-- Given problem --
Count the lines of the data below that contain the string "gravel". Reply with the number alone.

-- Dataset extract --

»»

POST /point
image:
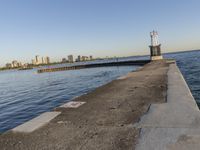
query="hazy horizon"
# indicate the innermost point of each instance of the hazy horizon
(93, 27)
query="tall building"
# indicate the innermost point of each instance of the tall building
(70, 59)
(37, 60)
(43, 62)
(155, 46)
(14, 63)
(78, 58)
(64, 60)
(47, 60)
(8, 65)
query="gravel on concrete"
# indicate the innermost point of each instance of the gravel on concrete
(105, 122)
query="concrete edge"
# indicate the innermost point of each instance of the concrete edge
(36, 123)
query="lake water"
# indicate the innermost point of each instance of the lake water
(26, 94)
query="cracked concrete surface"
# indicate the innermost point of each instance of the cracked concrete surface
(174, 125)
(105, 121)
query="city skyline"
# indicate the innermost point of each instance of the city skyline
(100, 28)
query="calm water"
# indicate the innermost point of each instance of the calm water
(26, 94)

««

-- Finished exercise --
2